------ Document extract
Inditex handles traffic spikes: Building a custom load test platform

15 hours ago 1

Inditex Tech

Press enter or click to view image in full size

For any e-commerce business, it is crucial to deliver a seamless shopping experience that leads to a frictionless checkout.

This is especially critical during those times of the year when sales are concentrated over a short period. In our case — Zara, Massimo Dutti, Pull&Bear and the rest of Inditex brands’ case –, our e-commerce platforms must withstand spikes of massive concurrent sessions, resulting in an exponential increase in traffic compared to regular days.

Managing this surge requires a robust system that ensures real-time inventory updates, smooth navigation, and reliable checkouts, all without performance interruptions.

The challenge: Handling traffic spikes

One of the most effective ways to ensure a website can handle traffic increases is load testing. It simulates high traffic to measure how well a system performs under stress.

Load tests track key metrics, like requests or orders per minute, to spot issues such as slow page loads or server bottlenecks early, so they can be fixed and the platform can handle them before they occur and have a real effect in production.

At Inditex, we initially used a commercial load-testing solution. However, as demand grew every year, it ended up falling short on real-time observability and long setup times. Given the scale and complexity of our global e-commerce operations, we needed a more flexible, faster, and precise solution to simulate and prepare for extreme scenarios.

So, we developed our load-testing platform: ICaRUS (Inditex Chaos and Resilient User System).

Why build a custom load-testing platform?

Why did we opt for building ICaRUS, our custom load testing solution?

  • Reliability: We required a quick-stop feature based on thresholds that would halt tests before they impacted the live site, even during high-traffic events.
------------
------ Supplied entries
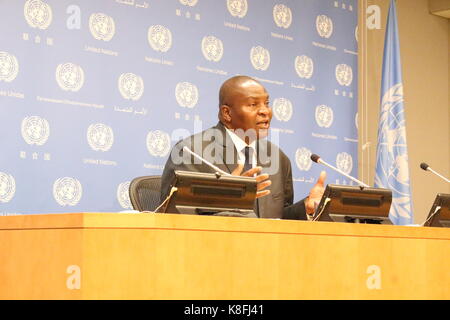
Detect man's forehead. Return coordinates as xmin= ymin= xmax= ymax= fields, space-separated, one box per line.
xmin=233 ymin=80 xmax=268 ymax=96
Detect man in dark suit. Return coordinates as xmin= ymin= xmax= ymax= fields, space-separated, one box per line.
xmin=161 ymin=76 xmax=326 ymax=220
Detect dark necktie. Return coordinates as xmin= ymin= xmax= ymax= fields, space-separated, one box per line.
xmin=242 ymin=146 xmax=252 ymax=173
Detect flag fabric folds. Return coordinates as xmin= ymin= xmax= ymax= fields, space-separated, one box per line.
xmin=375 ymin=0 xmax=413 ymax=225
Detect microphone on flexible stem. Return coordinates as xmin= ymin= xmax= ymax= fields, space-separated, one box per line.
xmin=311 ymin=154 xmax=370 ymax=188
xmin=420 ymin=162 xmax=450 ymax=183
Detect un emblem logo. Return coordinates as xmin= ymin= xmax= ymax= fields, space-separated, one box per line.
xmin=336 ymin=152 xmax=353 ymax=174
xmin=175 ymin=82 xmax=198 ymax=108
xmin=295 ymin=148 xmax=312 ymax=171
xmin=89 ymin=13 xmax=116 ymax=41
xmin=273 ymin=4 xmax=292 ymax=29
xmin=202 ymin=36 xmax=223 ymax=62
xmin=316 ymin=15 xmax=333 ymax=38
xmin=316 ymin=104 xmax=334 ymax=128
xmin=180 ymin=0 xmax=198 ymax=7
xmin=227 ymin=0 xmax=248 ymax=18
xmin=87 ymin=123 xmax=114 ymax=152
xmin=56 ymin=62 xmax=84 ymax=92
xmin=0 ymin=51 xmax=19 ymax=82
xmin=250 ymin=46 xmax=270 ymax=71
xmin=147 ymin=25 xmax=172 ymax=52
xmin=272 ymin=98 xmax=293 ymax=122
xmin=147 ymin=130 xmax=170 ymax=157
xmin=0 ymin=172 xmax=16 ymax=203
xmin=53 ymin=177 xmax=83 ymax=207
xmin=21 ymin=116 xmax=50 ymax=146
xmin=23 ymin=0 xmax=52 ymax=30
xmin=118 ymin=73 xmax=144 ymax=101
xmin=295 ymin=55 xmax=314 ymax=79
xmin=117 ymin=181 xmax=133 ymax=209
xmin=335 ymin=63 xmax=353 ymax=87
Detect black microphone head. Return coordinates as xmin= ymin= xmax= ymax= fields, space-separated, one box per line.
xmin=311 ymin=153 xmax=320 ymax=163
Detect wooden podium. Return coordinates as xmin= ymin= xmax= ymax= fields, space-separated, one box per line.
xmin=0 ymin=213 xmax=450 ymax=300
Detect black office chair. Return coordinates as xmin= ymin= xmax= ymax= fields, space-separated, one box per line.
xmin=130 ymin=176 xmax=161 ymax=211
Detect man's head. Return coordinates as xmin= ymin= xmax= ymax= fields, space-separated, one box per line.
xmin=219 ymin=76 xmax=272 ymax=142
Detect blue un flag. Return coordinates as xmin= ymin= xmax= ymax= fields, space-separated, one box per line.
xmin=375 ymin=0 xmax=413 ymax=225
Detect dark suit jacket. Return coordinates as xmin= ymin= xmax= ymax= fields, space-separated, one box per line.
xmin=161 ymin=122 xmax=306 ymax=220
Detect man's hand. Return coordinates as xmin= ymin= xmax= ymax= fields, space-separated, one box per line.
xmin=231 ymin=163 xmax=272 ymax=198
xmin=305 ymin=171 xmax=327 ymax=214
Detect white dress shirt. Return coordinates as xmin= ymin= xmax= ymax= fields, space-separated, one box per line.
xmin=225 ymin=128 xmax=257 ymax=168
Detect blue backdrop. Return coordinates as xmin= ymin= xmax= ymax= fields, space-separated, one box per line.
xmin=0 ymin=0 xmax=358 ymax=214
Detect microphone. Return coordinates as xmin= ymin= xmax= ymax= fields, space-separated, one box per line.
xmin=420 ymin=162 xmax=450 ymax=183
xmin=183 ymin=146 xmax=231 ymax=178
xmin=311 ymin=153 xmax=370 ymax=187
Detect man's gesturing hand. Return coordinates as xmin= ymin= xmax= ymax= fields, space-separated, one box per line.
xmin=305 ymin=171 xmax=327 ymax=214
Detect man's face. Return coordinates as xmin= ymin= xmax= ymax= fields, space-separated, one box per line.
xmin=225 ymin=80 xmax=272 ymax=138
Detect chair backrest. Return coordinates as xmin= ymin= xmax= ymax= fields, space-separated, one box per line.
xmin=130 ymin=176 xmax=161 ymax=211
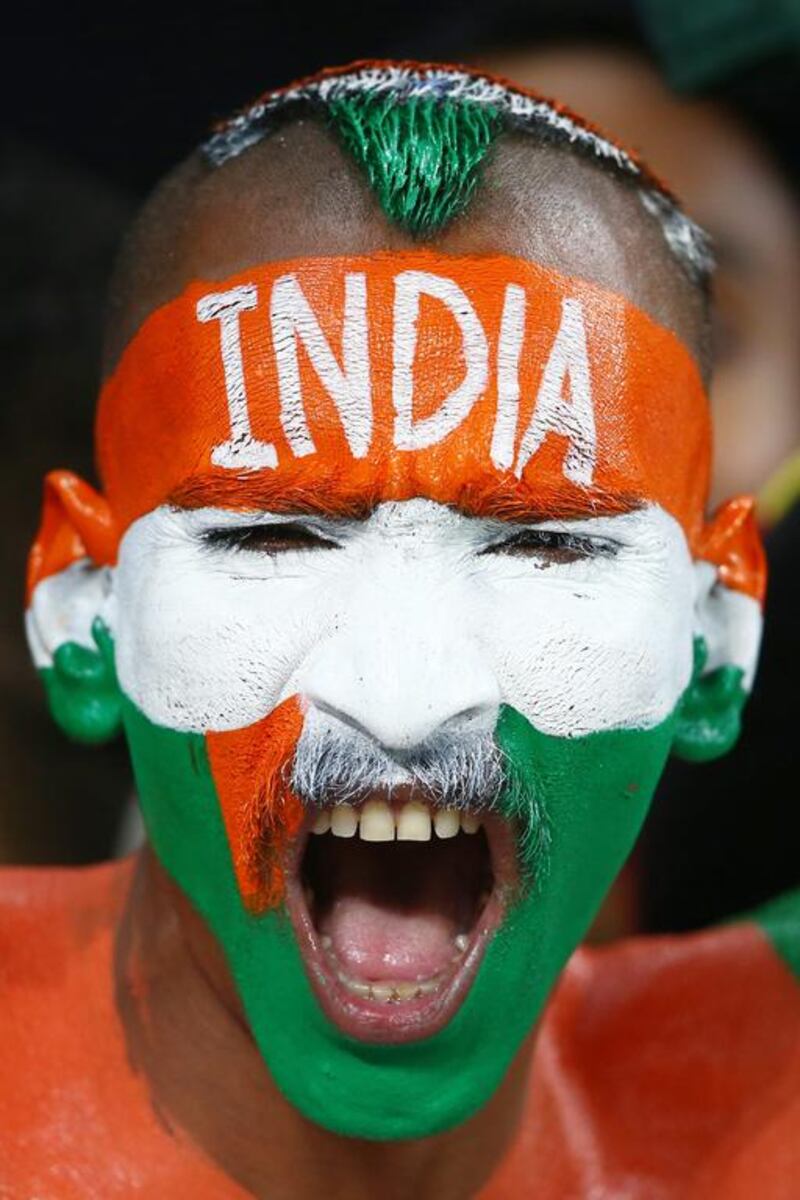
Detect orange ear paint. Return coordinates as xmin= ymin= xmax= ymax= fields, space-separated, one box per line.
xmin=26 ymin=470 xmax=119 ymax=604
xmin=694 ymin=496 xmax=766 ymax=605
xmin=97 ymin=258 xmax=710 ymax=544
xmin=205 ymin=696 xmax=303 ymax=912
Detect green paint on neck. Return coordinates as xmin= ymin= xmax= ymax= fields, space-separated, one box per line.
xmin=745 ymin=888 xmax=800 ymax=980
xmin=124 ymin=700 xmax=674 ymax=1140
xmin=327 ymin=95 xmax=503 ymax=236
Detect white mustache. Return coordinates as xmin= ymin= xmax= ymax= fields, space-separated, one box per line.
xmin=291 ymin=712 xmax=505 ymax=811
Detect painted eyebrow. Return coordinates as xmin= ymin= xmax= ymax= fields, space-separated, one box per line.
xmin=167 ymin=470 xmax=645 ymax=524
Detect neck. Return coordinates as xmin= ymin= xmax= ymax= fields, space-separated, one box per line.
xmin=116 ymin=851 xmax=533 ymax=1200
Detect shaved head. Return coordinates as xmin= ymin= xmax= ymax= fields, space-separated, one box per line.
xmin=104 ymin=116 xmax=708 ymax=373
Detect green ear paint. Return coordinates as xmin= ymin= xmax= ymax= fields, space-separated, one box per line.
xmin=38 ymin=623 xmax=758 ymax=1140
xmin=124 ymin=700 xmax=674 ymax=1139
xmin=673 ymin=637 xmax=747 ymax=762
xmin=326 ymin=94 xmax=503 ymax=235
xmin=40 ymin=620 xmax=122 ymax=744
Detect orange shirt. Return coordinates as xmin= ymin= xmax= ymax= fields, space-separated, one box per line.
xmin=0 ymin=863 xmax=800 ymax=1200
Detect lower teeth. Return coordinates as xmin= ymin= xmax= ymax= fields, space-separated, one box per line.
xmin=336 ymin=971 xmax=441 ymax=1004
------------
Written exercise:
Can you reproduce the Inditex load-testing article from "Press enter or" up to and including "without performance interruptions.", substituting "online retail" for "e-commerce" throughout?

Written reply:
Press enter or click to view image in full size

For any online retail business, it is crucial to deliver a seamless shopping experience that leads to a frictionless checkout.

This is especially critical during those times of the year when sales are concentrated over a short period. In our case — Zara, Massimo Dutti, Pull&Bear and the rest of Inditex brands’ case –, our online retail platforms must withstand spikes of massive concurrent sessions, resulting in an exponential increase in traffic compared to regular days.

Managing this surge requires a robust system that ensures real-time inventory updates, smooth navigation, and reliable checkouts, all without performance interruptions.